- **ELENCO DISPONIBILE**:
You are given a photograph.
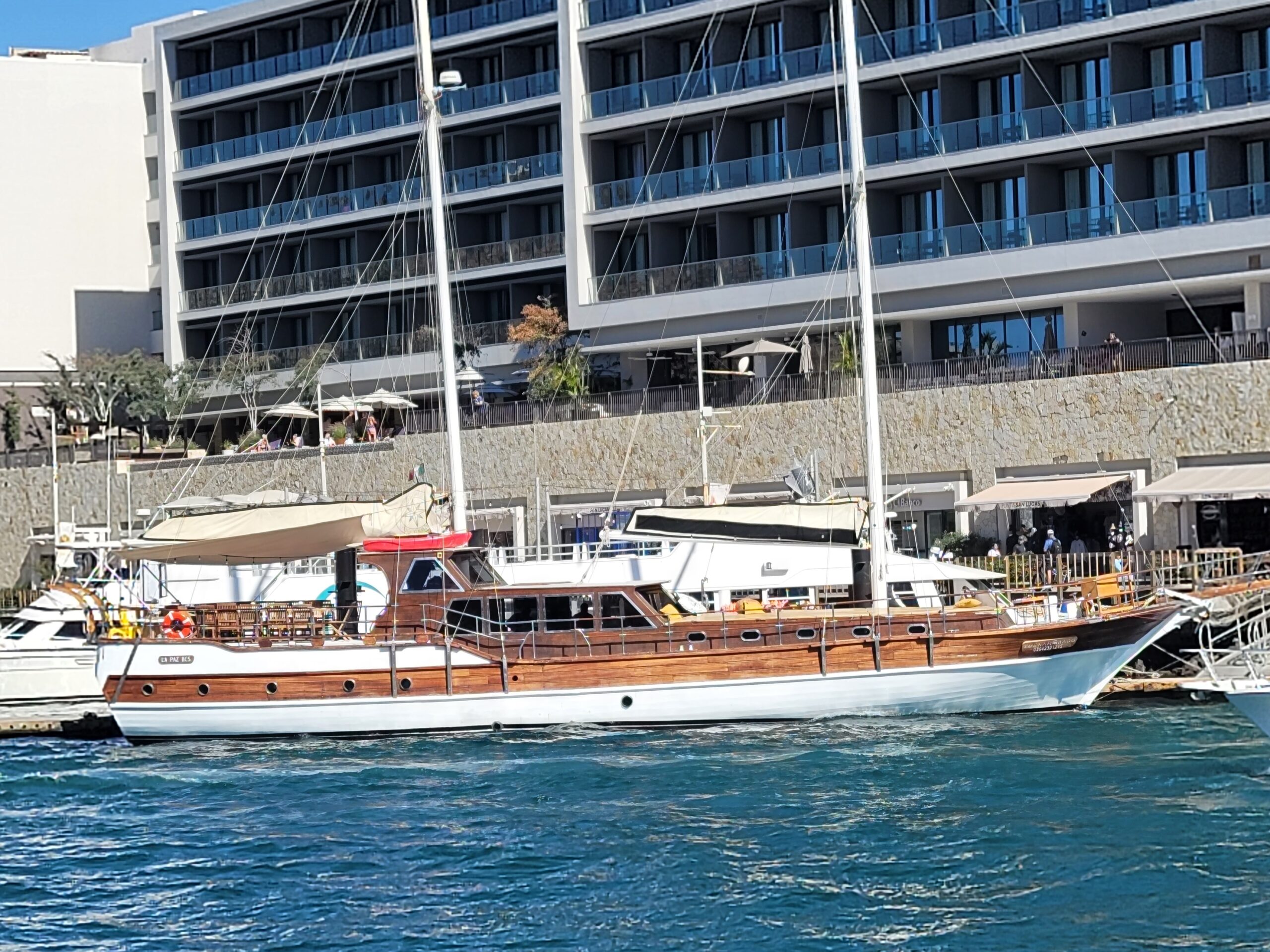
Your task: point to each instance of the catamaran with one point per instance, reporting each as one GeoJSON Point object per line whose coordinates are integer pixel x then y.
{"type": "Point", "coordinates": [460, 649]}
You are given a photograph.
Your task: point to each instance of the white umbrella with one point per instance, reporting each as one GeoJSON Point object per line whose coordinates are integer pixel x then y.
{"type": "Point", "coordinates": [804, 359]}
{"type": "Point", "coordinates": [761, 348]}
{"type": "Point", "coordinates": [293, 411]}
{"type": "Point", "coordinates": [386, 399]}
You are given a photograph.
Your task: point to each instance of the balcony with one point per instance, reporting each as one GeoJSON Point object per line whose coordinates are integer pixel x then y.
{"type": "Point", "coordinates": [720, 177]}
{"type": "Point", "coordinates": [700, 84]}
{"type": "Point", "coordinates": [357, 276]}
{"type": "Point", "coordinates": [300, 61]}
{"type": "Point", "coordinates": [1015, 367]}
{"type": "Point", "coordinates": [357, 200]}
{"type": "Point", "coordinates": [513, 91]}
{"type": "Point", "coordinates": [420, 342]}
{"type": "Point", "coordinates": [488, 16]}
{"type": "Point", "coordinates": [308, 134]}
{"type": "Point", "coordinates": [1078, 225]}
{"type": "Point", "coordinates": [743, 270]}
{"type": "Point", "coordinates": [1009, 21]}
{"type": "Point", "coordinates": [1081, 116]}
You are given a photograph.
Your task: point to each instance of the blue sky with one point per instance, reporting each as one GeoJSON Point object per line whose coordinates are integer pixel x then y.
{"type": "Point", "coordinates": [73, 24]}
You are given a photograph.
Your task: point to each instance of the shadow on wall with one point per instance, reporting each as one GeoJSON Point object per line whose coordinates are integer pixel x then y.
{"type": "Point", "coordinates": [116, 320]}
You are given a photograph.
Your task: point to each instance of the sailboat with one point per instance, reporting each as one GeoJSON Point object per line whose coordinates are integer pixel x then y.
{"type": "Point", "coordinates": [460, 649]}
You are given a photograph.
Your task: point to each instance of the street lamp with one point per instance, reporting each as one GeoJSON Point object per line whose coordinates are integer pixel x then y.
{"type": "Point", "coordinates": [48, 413]}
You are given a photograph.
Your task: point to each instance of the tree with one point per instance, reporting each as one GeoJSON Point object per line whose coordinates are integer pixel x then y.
{"type": "Point", "coordinates": [12, 422]}
{"type": "Point", "coordinates": [554, 357]}
{"type": "Point", "coordinates": [247, 372]}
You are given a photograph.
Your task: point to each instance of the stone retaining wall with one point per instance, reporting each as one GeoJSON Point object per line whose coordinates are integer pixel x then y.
{"type": "Point", "coordinates": [1144, 416]}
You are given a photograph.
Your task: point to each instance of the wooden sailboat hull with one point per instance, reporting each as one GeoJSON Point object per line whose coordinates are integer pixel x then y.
{"type": "Point", "coordinates": [633, 691]}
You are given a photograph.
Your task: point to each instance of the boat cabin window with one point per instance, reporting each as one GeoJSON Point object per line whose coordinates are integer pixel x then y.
{"type": "Point", "coordinates": [568, 612]}
{"type": "Point", "coordinates": [464, 616]}
{"type": "Point", "coordinates": [427, 575]}
{"type": "Point", "coordinates": [618, 612]}
{"type": "Point", "coordinates": [511, 615]}
{"type": "Point", "coordinates": [17, 631]}
{"type": "Point", "coordinates": [475, 569]}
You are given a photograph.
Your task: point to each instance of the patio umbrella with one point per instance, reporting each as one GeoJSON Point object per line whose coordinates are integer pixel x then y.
{"type": "Point", "coordinates": [293, 411]}
{"type": "Point", "coordinates": [389, 400]}
{"type": "Point", "coordinates": [804, 358]}
{"type": "Point", "coordinates": [761, 348]}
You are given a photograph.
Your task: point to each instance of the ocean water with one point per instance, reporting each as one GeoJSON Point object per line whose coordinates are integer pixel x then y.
{"type": "Point", "coordinates": [1123, 828]}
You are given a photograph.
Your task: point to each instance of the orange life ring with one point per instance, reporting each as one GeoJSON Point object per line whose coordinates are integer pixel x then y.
{"type": "Point", "coordinates": [178, 625]}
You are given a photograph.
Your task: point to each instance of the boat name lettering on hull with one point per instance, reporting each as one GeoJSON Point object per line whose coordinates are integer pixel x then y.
{"type": "Point", "coordinates": [1032, 648]}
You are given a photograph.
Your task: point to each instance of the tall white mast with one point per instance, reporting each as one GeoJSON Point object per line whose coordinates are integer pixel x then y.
{"type": "Point", "coordinates": [868, 348]}
{"type": "Point", "coordinates": [431, 116]}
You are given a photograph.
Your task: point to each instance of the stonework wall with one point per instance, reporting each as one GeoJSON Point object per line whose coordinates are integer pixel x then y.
{"type": "Point", "coordinates": [1148, 416]}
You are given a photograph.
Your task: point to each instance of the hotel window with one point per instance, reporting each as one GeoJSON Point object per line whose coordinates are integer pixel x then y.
{"type": "Point", "coordinates": [997, 334]}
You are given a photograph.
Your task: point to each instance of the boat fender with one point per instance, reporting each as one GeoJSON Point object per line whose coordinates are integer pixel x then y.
{"type": "Point", "coordinates": [178, 625]}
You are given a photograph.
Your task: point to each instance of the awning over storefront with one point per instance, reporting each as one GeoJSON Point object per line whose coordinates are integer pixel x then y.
{"type": "Point", "coordinates": [1210, 483]}
{"type": "Point", "coordinates": [1047, 493]}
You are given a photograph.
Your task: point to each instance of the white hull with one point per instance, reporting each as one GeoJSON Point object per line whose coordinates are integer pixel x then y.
{"type": "Point", "coordinates": [48, 676]}
{"type": "Point", "coordinates": [1253, 702]}
{"type": "Point", "coordinates": [1024, 685]}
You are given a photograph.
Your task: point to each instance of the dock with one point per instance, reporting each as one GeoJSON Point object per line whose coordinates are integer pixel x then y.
{"type": "Point", "coordinates": [85, 726]}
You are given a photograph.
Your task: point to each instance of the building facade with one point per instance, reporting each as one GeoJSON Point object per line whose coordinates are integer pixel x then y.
{"type": "Point", "coordinates": [1055, 188]}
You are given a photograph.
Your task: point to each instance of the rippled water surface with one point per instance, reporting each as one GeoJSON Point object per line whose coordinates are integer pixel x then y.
{"type": "Point", "coordinates": [1140, 827]}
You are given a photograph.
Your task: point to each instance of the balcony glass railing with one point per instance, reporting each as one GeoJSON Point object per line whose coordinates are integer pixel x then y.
{"type": "Point", "coordinates": [1076, 225]}
{"type": "Point", "coordinates": [745, 270]}
{"type": "Point", "coordinates": [513, 91]}
{"type": "Point", "coordinates": [1146, 215]}
{"type": "Point", "coordinates": [285, 64]}
{"type": "Point", "coordinates": [389, 270]}
{"type": "Point", "coordinates": [606, 10]}
{"type": "Point", "coordinates": [357, 200]}
{"type": "Point", "coordinates": [1008, 21]}
{"type": "Point", "coordinates": [1082, 116]}
{"type": "Point", "coordinates": [702, 179]}
{"type": "Point", "coordinates": [488, 16]}
{"type": "Point", "coordinates": [309, 134]}
{"type": "Point", "coordinates": [745, 74]}
{"type": "Point", "coordinates": [420, 342]}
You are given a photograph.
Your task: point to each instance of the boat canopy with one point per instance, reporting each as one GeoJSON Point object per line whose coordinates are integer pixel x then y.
{"type": "Point", "coordinates": [1210, 484]}
{"type": "Point", "coordinates": [1044, 493]}
{"type": "Point", "coordinates": [282, 534]}
{"type": "Point", "coordinates": [837, 522]}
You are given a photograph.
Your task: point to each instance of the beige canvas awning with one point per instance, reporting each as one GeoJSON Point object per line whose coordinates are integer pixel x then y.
{"type": "Point", "coordinates": [1210, 483]}
{"type": "Point", "coordinates": [281, 534]}
{"type": "Point", "coordinates": [1035, 494]}
{"type": "Point", "coordinates": [786, 522]}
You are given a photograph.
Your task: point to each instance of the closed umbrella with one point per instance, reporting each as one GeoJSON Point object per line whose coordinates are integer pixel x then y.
{"type": "Point", "coordinates": [804, 359]}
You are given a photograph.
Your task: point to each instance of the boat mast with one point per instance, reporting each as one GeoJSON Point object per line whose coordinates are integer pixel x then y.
{"type": "Point", "coordinates": [430, 114]}
{"type": "Point", "coordinates": [868, 347]}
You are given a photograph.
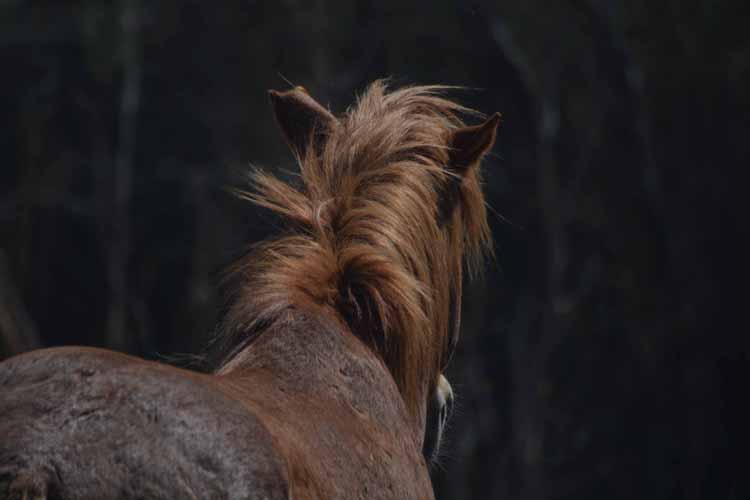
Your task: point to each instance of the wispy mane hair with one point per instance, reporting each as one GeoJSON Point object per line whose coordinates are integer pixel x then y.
{"type": "Point", "coordinates": [375, 231]}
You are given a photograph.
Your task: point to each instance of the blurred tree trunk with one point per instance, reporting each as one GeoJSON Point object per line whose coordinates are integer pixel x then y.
{"type": "Point", "coordinates": [119, 315]}
{"type": "Point", "coordinates": [18, 333]}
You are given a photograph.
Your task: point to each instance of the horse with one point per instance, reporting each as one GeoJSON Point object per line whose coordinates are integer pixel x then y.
{"type": "Point", "coordinates": [326, 378]}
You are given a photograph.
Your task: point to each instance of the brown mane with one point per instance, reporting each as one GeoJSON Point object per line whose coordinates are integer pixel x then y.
{"type": "Point", "coordinates": [366, 236]}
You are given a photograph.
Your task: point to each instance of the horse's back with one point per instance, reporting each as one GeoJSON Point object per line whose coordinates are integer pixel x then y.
{"type": "Point", "coordinates": [81, 423]}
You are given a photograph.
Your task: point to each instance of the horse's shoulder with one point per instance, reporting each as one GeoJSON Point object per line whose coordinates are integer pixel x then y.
{"type": "Point", "coordinates": [121, 422]}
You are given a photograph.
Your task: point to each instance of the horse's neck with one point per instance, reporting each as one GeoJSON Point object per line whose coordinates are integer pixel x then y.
{"type": "Point", "coordinates": [310, 359]}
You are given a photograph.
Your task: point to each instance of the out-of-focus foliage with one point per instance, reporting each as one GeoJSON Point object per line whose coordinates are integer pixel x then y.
{"type": "Point", "coordinates": [602, 354]}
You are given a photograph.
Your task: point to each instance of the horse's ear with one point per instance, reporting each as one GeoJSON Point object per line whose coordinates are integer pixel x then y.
{"type": "Point", "coordinates": [303, 121]}
{"type": "Point", "coordinates": [469, 144]}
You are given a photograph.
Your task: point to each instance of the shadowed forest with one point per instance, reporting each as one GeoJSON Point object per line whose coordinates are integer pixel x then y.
{"type": "Point", "coordinates": [602, 353]}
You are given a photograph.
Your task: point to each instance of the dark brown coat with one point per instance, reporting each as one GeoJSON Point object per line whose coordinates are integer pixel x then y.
{"type": "Point", "coordinates": [329, 354]}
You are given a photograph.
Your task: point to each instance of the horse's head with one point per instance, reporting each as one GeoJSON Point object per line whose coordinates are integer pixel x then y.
{"type": "Point", "coordinates": [389, 206]}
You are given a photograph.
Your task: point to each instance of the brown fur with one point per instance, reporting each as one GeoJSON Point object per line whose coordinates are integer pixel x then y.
{"type": "Point", "coordinates": [366, 281]}
{"type": "Point", "coordinates": [366, 237]}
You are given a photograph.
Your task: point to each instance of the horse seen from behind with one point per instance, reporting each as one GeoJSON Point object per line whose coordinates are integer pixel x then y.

- **REQUISITI DEL COMPITO**: Conta le righe dell'elenco che contengono la parola "water" e scrivi soltanto il numero.

- **RISULTATO DEL COMPITO**: 2